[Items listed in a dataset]
○ ○ ○ ○

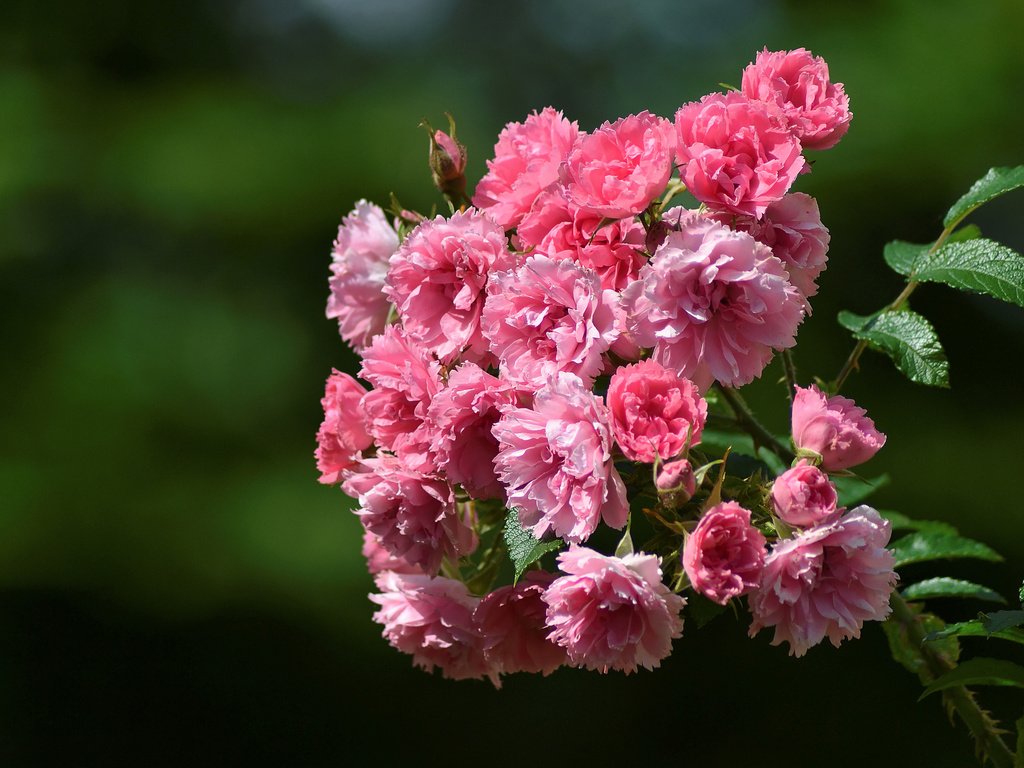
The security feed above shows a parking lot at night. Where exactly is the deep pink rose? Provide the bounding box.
[315,369,372,484]
[492,372,628,544]
[362,530,423,576]
[473,107,580,229]
[474,571,566,676]
[682,501,767,605]
[675,92,806,218]
[656,459,696,499]
[791,385,886,471]
[564,111,677,219]
[771,459,839,527]
[543,547,685,673]
[742,47,852,151]
[326,200,399,351]
[607,359,707,463]
[749,506,897,657]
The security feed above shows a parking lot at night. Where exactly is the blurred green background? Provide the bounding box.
[2,0,1023,765]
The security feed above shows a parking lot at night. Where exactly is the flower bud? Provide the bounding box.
[771,459,837,527]
[425,114,467,200]
[656,459,696,500]
[791,385,885,471]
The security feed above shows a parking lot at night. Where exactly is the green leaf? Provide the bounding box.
[883,226,983,277]
[902,577,1007,604]
[912,239,1024,308]
[1019,581,1023,606]
[1015,715,1023,768]
[944,166,1024,227]
[838,309,949,387]
[687,593,727,629]
[884,607,960,680]
[878,510,958,536]
[698,429,787,475]
[832,473,890,507]
[502,508,563,584]
[920,657,1024,699]
[983,610,1024,634]
[926,620,1024,647]
[890,530,1002,568]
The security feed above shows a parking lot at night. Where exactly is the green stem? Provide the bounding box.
[713,384,795,464]
[781,349,798,403]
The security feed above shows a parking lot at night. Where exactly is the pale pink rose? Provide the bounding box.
[791,385,886,471]
[565,111,677,219]
[543,547,685,673]
[482,255,619,390]
[385,210,517,364]
[675,92,806,219]
[361,530,423,575]
[343,456,475,576]
[370,571,498,684]
[656,459,696,499]
[473,107,580,229]
[516,187,647,291]
[428,362,520,500]
[682,501,766,605]
[326,200,399,351]
[749,505,897,657]
[474,571,566,676]
[771,459,838,527]
[607,359,707,463]
[315,369,372,484]
[359,326,442,471]
[742,47,852,151]
[621,213,805,389]
[492,372,628,544]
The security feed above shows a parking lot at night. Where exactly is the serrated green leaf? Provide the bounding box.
[687,593,726,629]
[883,226,983,277]
[832,473,890,507]
[912,239,1024,308]
[884,606,960,679]
[890,530,1002,568]
[878,510,958,535]
[925,620,1024,647]
[945,166,1024,227]
[502,509,563,584]
[920,657,1024,699]
[902,577,1007,604]
[838,309,949,387]
[983,610,1024,634]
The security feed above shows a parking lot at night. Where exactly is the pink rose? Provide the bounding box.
[429,128,467,193]
[656,459,696,499]
[564,111,677,219]
[607,359,707,463]
[315,369,372,484]
[473,107,580,229]
[492,372,628,544]
[742,47,852,151]
[543,547,685,673]
[474,571,566,676]
[791,385,886,471]
[386,210,517,364]
[621,213,804,389]
[361,530,423,575]
[749,506,897,656]
[771,459,838,527]
[682,501,766,605]
[326,200,399,351]
[675,92,806,218]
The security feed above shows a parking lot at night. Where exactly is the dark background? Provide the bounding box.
[2,0,1024,765]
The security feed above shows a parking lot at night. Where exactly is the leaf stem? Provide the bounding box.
[713,384,795,464]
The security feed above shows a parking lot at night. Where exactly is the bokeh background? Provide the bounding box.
[3,0,1024,765]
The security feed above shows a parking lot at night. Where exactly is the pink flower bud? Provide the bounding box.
[430,129,467,184]
[656,459,696,499]
[771,459,838,527]
[791,385,886,471]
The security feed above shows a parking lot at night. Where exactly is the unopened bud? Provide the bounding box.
[656,459,696,500]
[424,114,467,201]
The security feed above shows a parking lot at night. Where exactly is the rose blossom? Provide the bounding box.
[564,111,677,219]
[656,459,696,499]
[771,459,838,527]
[362,530,422,575]
[682,501,767,605]
[370,571,497,684]
[621,213,804,389]
[607,359,707,463]
[482,255,619,390]
[473,107,580,229]
[742,47,852,151]
[749,505,897,657]
[475,571,566,676]
[315,369,372,484]
[791,385,886,471]
[543,547,685,673]
[675,92,806,218]
[385,210,517,364]
[326,200,399,350]
[492,372,627,544]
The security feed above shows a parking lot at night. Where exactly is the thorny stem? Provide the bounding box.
[780,349,798,403]
[713,384,795,464]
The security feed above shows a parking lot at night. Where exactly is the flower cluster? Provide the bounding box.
[316,48,899,683]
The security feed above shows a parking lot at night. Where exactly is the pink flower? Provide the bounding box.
[621,213,804,389]
[543,547,685,673]
[607,359,707,463]
[473,107,580,229]
[359,326,442,470]
[428,362,519,500]
[771,460,838,527]
[315,369,372,484]
[482,255,619,390]
[791,385,886,471]
[675,92,806,218]
[370,571,497,684]
[749,506,897,657]
[492,372,628,544]
[326,200,399,351]
[474,571,566,676]
[742,47,852,151]
[385,210,517,364]
[565,111,677,219]
[656,459,696,498]
[682,501,766,605]
[362,530,423,575]
[429,128,467,191]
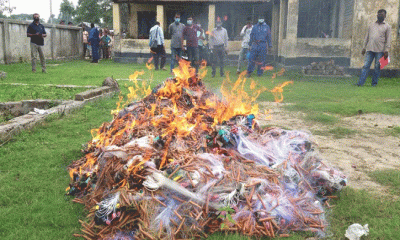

○ ○ ○ ○

Leave out the images and copy all remaining data word for word.

The security feed above shows a parking lot at night. Where exactly is the deep pink rose? Provide the bounding box.
[315,369,372,484]
[492,372,628,544]
[362,530,423,576]
[473,107,580,229]
[474,571,566,676]
[682,501,767,605]
[675,92,806,218]
[656,459,696,499]
[791,385,886,471]
[564,111,677,219]
[771,459,839,527]
[543,547,685,673]
[742,47,852,151]
[326,200,399,351]
[607,359,707,463]
[749,506,897,657]
The security feed above shows a parking lot at night. Where exactly is the blurred green background? Provide the bounding box.
[2,0,1023,765]
The security feed above shows a parking lot at night. Where exactly is the flower bud? Provide the bounding box.
[771,459,837,527]
[425,114,467,200]
[656,459,696,500]
[791,385,885,471]
The security feed above shows a parking lot at night. Where exactly is the green leaf? Provide the bounding box.
[883,226,983,277]
[902,577,1007,604]
[912,239,1024,308]
[1019,581,1023,606]
[1015,715,1023,768]
[944,166,1024,227]
[838,309,949,387]
[687,593,727,629]
[884,607,960,680]
[878,510,958,536]
[698,429,787,475]
[832,473,890,507]
[502,508,563,584]
[920,657,1024,699]
[983,610,1024,634]
[926,620,1024,647]
[890,530,1002,568]
The security feed above shows a parking lot at night. Where exactly is the green stem? Provide the bounding box.
[713,384,795,464]
[781,349,798,403]
The security feed above shows a parking lot at night. Where exactly is the pale pink rose? Provide the bounding box.
[791,385,886,471]
[565,111,677,219]
[543,547,685,673]
[482,255,619,390]
[385,210,517,364]
[675,92,806,219]
[361,530,423,575]
[343,456,475,576]
[370,571,498,684]
[656,459,696,499]
[473,107,580,229]
[516,187,647,291]
[428,362,520,500]
[682,501,766,605]
[326,200,399,351]
[749,505,897,657]
[474,571,566,676]
[771,459,838,527]
[607,359,707,463]
[315,369,372,484]
[359,326,442,471]
[742,47,852,151]
[621,213,805,389]
[492,372,628,544]
The security feed above shows a parking lot at night. Where exactly is the serrated green leaf? Provide the bounding box.
[687,593,726,629]
[883,226,983,277]
[832,473,890,507]
[912,239,1024,308]
[884,606,960,679]
[890,530,1002,568]
[878,510,958,535]
[925,620,1024,647]
[945,166,1024,227]
[502,509,563,584]
[920,657,1024,699]
[902,577,1007,604]
[838,309,949,387]
[983,610,1024,634]
The security feed above shows a parking lot at night. Where exactly is the pink rose? Provide the bounding box.
[429,128,467,193]
[656,459,696,499]
[564,111,677,219]
[607,359,707,463]
[315,369,372,484]
[473,107,580,229]
[492,372,628,544]
[742,47,852,151]
[543,547,685,673]
[474,571,566,676]
[791,385,886,471]
[386,210,517,364]
[621,213,804,389]
[361,530,423,575]
[749,506,897,656]
[771,459,838,527]
[682,501,766,605]
[326,200,399,351]
[675,92,806,218]
The security feed above shows a parking lot at night. Where exactly is the dark background? Provide the bounding box.
[2,0,1024,765]
The security feed above shows a parking lot at night. Where exactly is the leaf stem? Provide the bounding box.
[713,384,795,464]
The security feed above shows a parking lot at night. Where exactly is the bokeh background? Provide the bounding box.
[3,0,1024,765]
The security feed above shows a parking lot at night. Where exactly is the pink flower bud? Provide the bounding box.
[430,129,467,184]
[656,459,696,499]
[771,459,838,527]
[791,385,886,471]
The security feed above shows a parking lot at night. Where exactly is the unopened bud? Provide the bounding box.
[656,459,696,500]
[424,114,467,201]
The security feed above shows a parking lot at night. Where exactly is the rose blossom? Provide the bounding box.
[564,111,677,219]
[656,459,696,499]
[771,459,838,527]
[362,530,422,575]
[682,501,767,605]
[370,571,497,684]
[621,213,804,389]
[607,359,707,463]
[482,255,619,390]
[473,107,580,229]
[742,47,852,151]
[749,505,897,657]
[475,571,566,676]
[315,369,372,484]
[791,385,886,471]
[543,547,685,673]
[675,92,806,218]
[385,210,517,364]
[326,200,399,350]
[492,372,627,544]
The security feed above shows a parking lot at night. Where exactly is the thorny stem? Provide the bounding box.
[780,349,798,403]
[713,384,795,464]
The security feed above shows a parking lot at night. Where exactly is the flower cluster? Provide the bounding box.
[316,48,899,683]
The security feed above shows a parking lot at night. Where exactly is the pink flower? Provide the bounding box.
[621,213,804,389]
[543,547,685,673]
[607,359,707,463]
[473,107,580,229]
[359,326,442,470]
[428,362,519,500]
[771,460,838,527]
[315,369,372,484]
[482,255,619,390]
[791,385,886,471]
[675,92,806,218]
[370,571,497,684]
[749,506,897,657]
[492,372,628,544]
[326,200,399,351]
[474,571,566,676]
[742,47,852,151]
[385,210,517,364]
[565,111,677,219]
[656,459,696,498]
[682,501,766,605]
[362,530,423,575]
[429,128,467,191]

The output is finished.